This week is “Senior Action Week” in Michigan, and Wednesday is Older Michiganians Day. It’s a time that’s devoted to advocating for the state’s elderly population. One advocacy group is also calling for federal action to help Michigan’s senior care facilities.
The Michigan Assisted Living Association, or , is calling on Congress for $30 billion in targeted funding, to help senior living and assisted living providers. MALA Director of Quality Assurance and Education Brenda Roberts says, “Assisted living providers have not adequately been recognized for all the hard work that they did during the pandemic and the huge costs that they had related to it.”
MALA says that’s the industry experienced $30 billion just here in Michigan during the past two years of the pandemic. “Prior to COVID, PPE in an assisted living community was an exception rather than the rule. So now they had PPE equipment, additional training and testing.”
Deborah Allen is the Chief Development and Community Engagement Officer at Grand Traverse Pavilions. She agrees that the pandemic added new layers of regulation and expense. “Nursing homes have been more highly regulated than nuclear power plants, in comparison, during the pandemic. To put that in perspective, it’s kind of been daily changes to mandates, requirements, and expectations. And of course the hardest thing was having to close our doors to the community.”
For example, Allen says they had “several different iterations of masks that were required for nursing home staff to wear. Each one of those has its own challenges in finding that stock and that supply, the cost of that supply. None of those things initially were accounted for pre-pandemic.”

--- Extracted entries ---
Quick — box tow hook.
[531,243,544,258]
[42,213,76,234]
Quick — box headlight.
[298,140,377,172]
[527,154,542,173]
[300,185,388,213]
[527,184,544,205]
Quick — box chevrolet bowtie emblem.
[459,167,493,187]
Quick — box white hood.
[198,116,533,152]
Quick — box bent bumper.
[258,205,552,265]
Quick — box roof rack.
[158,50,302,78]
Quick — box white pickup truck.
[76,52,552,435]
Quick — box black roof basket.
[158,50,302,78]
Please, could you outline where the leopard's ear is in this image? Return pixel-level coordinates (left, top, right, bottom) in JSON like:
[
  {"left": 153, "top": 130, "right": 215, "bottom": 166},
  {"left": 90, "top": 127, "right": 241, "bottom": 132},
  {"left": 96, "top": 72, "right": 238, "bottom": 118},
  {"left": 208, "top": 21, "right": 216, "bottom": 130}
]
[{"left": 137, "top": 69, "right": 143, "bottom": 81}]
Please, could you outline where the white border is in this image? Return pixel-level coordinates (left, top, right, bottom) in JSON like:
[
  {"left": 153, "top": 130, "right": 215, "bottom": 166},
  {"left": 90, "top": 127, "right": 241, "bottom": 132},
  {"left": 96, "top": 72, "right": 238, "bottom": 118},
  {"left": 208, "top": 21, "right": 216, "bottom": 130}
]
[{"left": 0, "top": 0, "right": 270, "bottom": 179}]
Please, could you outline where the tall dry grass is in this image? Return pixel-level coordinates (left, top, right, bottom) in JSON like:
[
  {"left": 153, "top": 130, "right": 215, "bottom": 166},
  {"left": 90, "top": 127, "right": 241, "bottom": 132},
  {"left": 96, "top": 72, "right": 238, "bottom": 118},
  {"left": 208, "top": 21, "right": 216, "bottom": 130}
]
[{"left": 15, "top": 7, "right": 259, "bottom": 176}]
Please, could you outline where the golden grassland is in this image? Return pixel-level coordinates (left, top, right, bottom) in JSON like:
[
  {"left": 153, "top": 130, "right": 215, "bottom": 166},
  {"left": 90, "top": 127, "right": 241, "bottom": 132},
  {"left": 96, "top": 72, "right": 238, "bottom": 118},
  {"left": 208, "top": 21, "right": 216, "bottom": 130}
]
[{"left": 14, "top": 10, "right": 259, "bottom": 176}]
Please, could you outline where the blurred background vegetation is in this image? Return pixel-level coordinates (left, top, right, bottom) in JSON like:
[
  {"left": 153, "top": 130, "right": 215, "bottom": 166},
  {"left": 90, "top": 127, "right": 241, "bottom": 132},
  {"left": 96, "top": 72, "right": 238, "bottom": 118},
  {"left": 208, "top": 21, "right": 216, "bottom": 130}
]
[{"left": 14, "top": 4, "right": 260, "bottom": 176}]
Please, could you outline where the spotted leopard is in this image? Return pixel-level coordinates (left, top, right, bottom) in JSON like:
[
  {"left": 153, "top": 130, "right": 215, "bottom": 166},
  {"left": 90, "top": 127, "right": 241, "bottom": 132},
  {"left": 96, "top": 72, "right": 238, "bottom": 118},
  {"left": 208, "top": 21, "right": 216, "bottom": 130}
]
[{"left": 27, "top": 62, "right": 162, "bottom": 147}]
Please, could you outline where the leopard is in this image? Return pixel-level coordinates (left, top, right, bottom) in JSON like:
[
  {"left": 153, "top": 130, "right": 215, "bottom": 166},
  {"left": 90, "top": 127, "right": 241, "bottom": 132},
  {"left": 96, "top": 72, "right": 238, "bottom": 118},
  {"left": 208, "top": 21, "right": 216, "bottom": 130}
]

--- Assigned task ---
Return the part of the Michigan senior care article starting with "This week is" and going on through "senior care facilities.", copied word for word. The rows come from a separate source unrelated to the article.

--- Task answer ---
This week is “Senior Action Week” in Michigan, and Wednesday is Older Michiganians Day. It’s a time that’s devoted to advocating for the state’s elderly population. One advocacy group is also calling for federal action to help Michigan’s senior care facilities.